• _The task_
Type again, exactly, the lines below from the start through the line that includes "Identify blue harness".

• _Given records_
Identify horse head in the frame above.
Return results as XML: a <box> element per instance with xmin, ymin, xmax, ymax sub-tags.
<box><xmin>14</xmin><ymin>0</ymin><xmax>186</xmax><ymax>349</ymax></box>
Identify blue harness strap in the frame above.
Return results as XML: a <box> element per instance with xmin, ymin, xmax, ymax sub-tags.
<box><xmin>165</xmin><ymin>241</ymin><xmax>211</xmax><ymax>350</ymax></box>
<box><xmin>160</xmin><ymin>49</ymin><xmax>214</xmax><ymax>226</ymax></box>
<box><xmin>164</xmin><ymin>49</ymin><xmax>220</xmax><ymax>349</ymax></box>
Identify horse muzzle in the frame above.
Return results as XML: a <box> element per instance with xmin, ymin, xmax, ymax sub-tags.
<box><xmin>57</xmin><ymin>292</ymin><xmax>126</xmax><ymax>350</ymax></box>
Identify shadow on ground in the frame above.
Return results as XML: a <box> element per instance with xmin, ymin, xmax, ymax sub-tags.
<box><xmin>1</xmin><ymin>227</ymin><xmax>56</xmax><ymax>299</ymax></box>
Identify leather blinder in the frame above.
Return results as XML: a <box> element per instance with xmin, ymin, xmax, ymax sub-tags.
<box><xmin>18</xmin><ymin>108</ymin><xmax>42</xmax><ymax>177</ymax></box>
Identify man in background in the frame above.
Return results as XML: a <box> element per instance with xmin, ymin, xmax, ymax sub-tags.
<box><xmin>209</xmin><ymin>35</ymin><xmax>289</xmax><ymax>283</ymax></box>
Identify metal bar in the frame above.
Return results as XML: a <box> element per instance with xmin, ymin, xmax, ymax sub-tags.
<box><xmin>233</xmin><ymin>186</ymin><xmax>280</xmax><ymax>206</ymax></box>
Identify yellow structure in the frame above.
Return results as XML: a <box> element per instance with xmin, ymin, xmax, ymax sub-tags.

• _Response for this exercise_
Identify horse head in the frame above.
Return results as XML: a <box> element per instance with xmin, ymin, xmax, ymax sub-tags.
<box><xmin>14</xmin><ymin>0</ymin><xmax>186</xmax><ymax>349</ymax></box>
Identify blue harness strap in the frame above.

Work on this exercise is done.